▶ Written task:
Pull out the lines of the data below, word for word, starting with the line that contains "Where can the turquoise" and continuing through the end of the data.

▶ The data:
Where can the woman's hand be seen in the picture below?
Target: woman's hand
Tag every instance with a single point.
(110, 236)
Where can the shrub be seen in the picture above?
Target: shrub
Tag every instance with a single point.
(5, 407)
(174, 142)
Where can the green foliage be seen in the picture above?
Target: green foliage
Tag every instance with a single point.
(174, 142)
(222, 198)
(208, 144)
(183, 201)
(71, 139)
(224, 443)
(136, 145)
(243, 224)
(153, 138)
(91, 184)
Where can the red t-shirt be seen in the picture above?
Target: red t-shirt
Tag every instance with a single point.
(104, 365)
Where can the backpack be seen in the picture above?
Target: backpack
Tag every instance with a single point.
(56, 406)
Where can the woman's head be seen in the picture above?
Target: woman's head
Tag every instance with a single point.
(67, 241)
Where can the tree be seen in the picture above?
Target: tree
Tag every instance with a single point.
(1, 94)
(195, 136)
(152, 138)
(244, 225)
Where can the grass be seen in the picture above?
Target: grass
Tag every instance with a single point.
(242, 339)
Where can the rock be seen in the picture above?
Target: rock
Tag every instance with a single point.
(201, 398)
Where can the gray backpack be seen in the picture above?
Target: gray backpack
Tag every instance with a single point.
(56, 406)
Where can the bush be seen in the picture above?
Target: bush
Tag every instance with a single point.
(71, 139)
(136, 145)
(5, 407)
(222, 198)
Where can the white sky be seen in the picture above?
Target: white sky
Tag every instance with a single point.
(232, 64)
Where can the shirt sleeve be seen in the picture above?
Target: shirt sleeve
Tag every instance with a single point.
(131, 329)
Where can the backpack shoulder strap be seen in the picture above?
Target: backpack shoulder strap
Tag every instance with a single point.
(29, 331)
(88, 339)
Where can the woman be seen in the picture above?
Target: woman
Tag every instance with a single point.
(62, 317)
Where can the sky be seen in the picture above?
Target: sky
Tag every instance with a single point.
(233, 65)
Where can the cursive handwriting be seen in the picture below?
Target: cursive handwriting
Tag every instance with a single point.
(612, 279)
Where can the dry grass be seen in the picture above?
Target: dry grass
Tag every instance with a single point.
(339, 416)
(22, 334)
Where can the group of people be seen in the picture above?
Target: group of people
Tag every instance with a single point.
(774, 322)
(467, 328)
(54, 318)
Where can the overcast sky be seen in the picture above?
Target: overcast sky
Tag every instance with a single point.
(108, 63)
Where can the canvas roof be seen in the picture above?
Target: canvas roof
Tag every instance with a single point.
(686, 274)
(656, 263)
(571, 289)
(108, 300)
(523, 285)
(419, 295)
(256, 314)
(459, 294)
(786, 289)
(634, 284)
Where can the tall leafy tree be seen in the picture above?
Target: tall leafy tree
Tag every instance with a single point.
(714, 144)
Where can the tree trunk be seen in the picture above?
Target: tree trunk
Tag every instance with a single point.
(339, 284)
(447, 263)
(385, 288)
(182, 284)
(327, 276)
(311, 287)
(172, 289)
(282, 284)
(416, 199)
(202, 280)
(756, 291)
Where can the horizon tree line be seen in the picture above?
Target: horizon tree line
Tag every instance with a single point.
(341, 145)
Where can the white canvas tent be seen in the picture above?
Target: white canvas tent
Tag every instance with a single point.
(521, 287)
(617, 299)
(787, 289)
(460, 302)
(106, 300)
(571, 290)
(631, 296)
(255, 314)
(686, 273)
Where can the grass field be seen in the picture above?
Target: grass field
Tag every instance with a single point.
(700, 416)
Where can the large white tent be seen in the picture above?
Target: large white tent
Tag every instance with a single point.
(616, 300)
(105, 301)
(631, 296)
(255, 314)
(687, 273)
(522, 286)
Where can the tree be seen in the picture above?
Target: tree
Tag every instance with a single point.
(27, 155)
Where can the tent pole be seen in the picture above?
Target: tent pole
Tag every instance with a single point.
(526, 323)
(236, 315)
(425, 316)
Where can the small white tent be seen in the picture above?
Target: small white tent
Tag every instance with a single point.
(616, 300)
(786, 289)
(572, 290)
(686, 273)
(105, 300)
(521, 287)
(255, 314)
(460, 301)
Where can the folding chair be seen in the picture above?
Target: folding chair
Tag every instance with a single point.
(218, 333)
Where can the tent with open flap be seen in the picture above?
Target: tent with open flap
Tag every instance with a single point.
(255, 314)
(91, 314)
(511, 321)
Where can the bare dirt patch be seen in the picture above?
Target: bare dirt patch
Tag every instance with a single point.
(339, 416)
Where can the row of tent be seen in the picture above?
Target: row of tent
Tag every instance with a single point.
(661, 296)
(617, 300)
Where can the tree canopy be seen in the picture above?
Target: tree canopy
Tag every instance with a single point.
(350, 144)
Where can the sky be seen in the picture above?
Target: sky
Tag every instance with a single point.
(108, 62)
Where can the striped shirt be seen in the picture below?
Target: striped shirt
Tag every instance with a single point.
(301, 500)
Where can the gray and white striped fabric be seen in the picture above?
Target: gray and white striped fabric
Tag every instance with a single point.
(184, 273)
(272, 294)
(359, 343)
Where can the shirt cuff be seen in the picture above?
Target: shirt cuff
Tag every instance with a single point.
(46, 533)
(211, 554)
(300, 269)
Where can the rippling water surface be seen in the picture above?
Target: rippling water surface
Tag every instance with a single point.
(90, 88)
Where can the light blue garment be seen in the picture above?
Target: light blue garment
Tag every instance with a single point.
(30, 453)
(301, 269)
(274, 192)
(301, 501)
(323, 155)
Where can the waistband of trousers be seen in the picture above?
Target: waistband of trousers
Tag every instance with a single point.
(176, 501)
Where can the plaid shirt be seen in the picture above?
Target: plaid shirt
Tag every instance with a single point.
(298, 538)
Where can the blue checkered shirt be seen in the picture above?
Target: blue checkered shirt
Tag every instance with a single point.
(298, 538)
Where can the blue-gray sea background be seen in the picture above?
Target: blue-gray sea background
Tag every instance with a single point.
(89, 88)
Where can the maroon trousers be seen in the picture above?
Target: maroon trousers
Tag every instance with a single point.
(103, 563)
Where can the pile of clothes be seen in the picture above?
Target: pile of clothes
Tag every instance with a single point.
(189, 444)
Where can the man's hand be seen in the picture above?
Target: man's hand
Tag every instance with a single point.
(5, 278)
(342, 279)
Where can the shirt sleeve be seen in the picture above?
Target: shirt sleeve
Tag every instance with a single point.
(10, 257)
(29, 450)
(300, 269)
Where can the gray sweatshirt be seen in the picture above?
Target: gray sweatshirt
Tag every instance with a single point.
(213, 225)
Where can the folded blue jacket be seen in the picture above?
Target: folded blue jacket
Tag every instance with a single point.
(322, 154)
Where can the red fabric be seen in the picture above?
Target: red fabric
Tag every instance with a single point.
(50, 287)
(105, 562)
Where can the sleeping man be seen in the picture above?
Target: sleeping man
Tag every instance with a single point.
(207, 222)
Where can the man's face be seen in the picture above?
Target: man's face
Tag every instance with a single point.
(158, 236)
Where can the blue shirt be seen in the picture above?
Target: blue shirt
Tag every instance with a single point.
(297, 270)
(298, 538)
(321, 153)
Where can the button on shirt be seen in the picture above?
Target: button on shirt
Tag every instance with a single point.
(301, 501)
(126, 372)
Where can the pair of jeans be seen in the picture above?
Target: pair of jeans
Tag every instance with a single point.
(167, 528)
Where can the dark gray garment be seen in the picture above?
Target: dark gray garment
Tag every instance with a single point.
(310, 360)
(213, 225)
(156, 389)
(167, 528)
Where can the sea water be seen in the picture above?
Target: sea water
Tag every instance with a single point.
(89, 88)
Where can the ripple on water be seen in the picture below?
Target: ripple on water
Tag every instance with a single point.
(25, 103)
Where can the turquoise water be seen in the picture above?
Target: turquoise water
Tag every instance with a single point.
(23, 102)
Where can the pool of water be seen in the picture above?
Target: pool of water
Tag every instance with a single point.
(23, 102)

▶ Final result:
Where can the turquoise water be seen in the picture above?
Target: turquoise water
Tag every instance with a single point.
(23, 102)
Where can the pool of water be seen in the picture above?
Target: pool of water
Tag every instance with a single point.
(23, 102)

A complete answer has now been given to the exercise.